Short task A — In the records, please switch "hockey glove" to "hockey mitt" and leave everything else unchanged. Start at the line containing "white hockey helmet in the photo above accordingly." and continue through the end of the records.

Document text —
In current organic photovoltaic devices, the loss in energy caused by the charge transfer step necessary for exciton dissociation leads to a low open circuit voltage, being one of the main reasons for rather low power conversion efficiencies. A possible approach to avoid these losses is to tune the exciton binding energy to a value of the order of thermal energy, which would lead to free charges upon absorption of a photon, and therefore increase the power conversion efficiency towards the Shockley-Queisser limit. We determine the size of the excitons for different organic molecules and polymers by time dependent density functional theory calculations. For optically relevant transitions, the exciton size saturates around 0.7 nm for one-dimensional molecules with a size longer than about 4 nm. For the ladder-type polymer poly(benzimidazobenzophenanthroline), we obtain an exciton binding energy of about 0.3 eV, serving as a lower limit of the exciton binding energy for the organic materials investigated. Furthermore, we show that charge transfer transitions increase the exciton size and thus identify possible routes towards a further decrease of the exciton binding energy.

Short task B — In the text on organic photovoltaics, around what value does the exciton size saturate for one-dimensional molecules longer than about 4 nm?

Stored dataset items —
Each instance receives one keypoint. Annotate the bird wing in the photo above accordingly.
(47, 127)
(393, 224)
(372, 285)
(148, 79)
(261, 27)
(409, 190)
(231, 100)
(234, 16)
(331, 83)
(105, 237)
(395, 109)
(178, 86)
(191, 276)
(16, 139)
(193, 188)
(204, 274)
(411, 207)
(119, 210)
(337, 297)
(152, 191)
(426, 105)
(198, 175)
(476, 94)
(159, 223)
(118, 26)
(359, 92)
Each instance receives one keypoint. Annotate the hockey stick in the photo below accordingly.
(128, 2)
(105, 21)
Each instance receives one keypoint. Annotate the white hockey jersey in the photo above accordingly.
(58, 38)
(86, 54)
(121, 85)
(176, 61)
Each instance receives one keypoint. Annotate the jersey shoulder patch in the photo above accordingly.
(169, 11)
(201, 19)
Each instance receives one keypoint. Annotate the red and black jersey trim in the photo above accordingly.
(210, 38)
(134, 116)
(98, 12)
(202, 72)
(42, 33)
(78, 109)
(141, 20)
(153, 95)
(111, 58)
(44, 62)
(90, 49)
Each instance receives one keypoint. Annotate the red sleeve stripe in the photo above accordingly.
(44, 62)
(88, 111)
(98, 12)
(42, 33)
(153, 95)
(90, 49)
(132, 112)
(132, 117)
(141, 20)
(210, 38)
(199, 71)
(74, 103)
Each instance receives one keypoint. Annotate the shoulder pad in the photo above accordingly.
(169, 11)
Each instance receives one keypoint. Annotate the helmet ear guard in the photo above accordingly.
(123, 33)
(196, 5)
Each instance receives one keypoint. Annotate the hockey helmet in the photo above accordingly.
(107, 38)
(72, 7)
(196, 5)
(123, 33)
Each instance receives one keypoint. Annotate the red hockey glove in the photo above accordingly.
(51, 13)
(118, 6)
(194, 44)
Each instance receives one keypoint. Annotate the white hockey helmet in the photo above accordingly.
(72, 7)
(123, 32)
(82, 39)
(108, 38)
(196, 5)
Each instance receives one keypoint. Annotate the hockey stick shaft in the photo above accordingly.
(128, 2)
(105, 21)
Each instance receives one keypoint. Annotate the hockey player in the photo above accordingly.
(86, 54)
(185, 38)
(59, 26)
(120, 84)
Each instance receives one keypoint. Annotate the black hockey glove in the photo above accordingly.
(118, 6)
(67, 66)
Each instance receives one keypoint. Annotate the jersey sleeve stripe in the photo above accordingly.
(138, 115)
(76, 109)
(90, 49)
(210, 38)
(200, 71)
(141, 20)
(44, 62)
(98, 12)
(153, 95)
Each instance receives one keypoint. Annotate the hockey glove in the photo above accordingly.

Task output A —
Each instance receives one keypoint. Annotate the white hockey helmet in the photo above accordingly.
(72, 7)
(123, 32)
(82, 39)
(108, 38)
(196, 5)
Each instance receives one keypoint. Annotate the hockey stick shaft in the photo above accordingly.
(128, 2)
(105, 21)
Each instance receives one keypoint. Annotate the hockey player in the photo above accordingly.
(86, 54)
(185, 38)
(59, 26)
(120, 84)
Each instance receives one keypoint. Annotate the black hockey mitt in the photo above accordingly.
(118, 6)
(67, 66)
Each instance receives one keypoint. Annotate the jersey sleeve stripe in the photo above accordingly.
(138, 115)
(76, 109)
(90, 49)
(210, 38)
(200, 71)
(141, 20)
(44, 62)
(98, 12)
(153, 95)
Each instance receives one keypoint. Annotate the hockey mitt in the photo above accordingly.

Task output B — It saturates around 0.7 nm for optically relevant transitions.